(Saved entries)

########################################

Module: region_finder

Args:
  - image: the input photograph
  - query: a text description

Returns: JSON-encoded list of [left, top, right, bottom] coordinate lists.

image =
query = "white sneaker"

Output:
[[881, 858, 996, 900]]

########################################

> **What you will do**
Whenever the string "query" shows up in a line of the records, copy that line.

> **Exercise output**
  - query: a text description
query = "white sneaker"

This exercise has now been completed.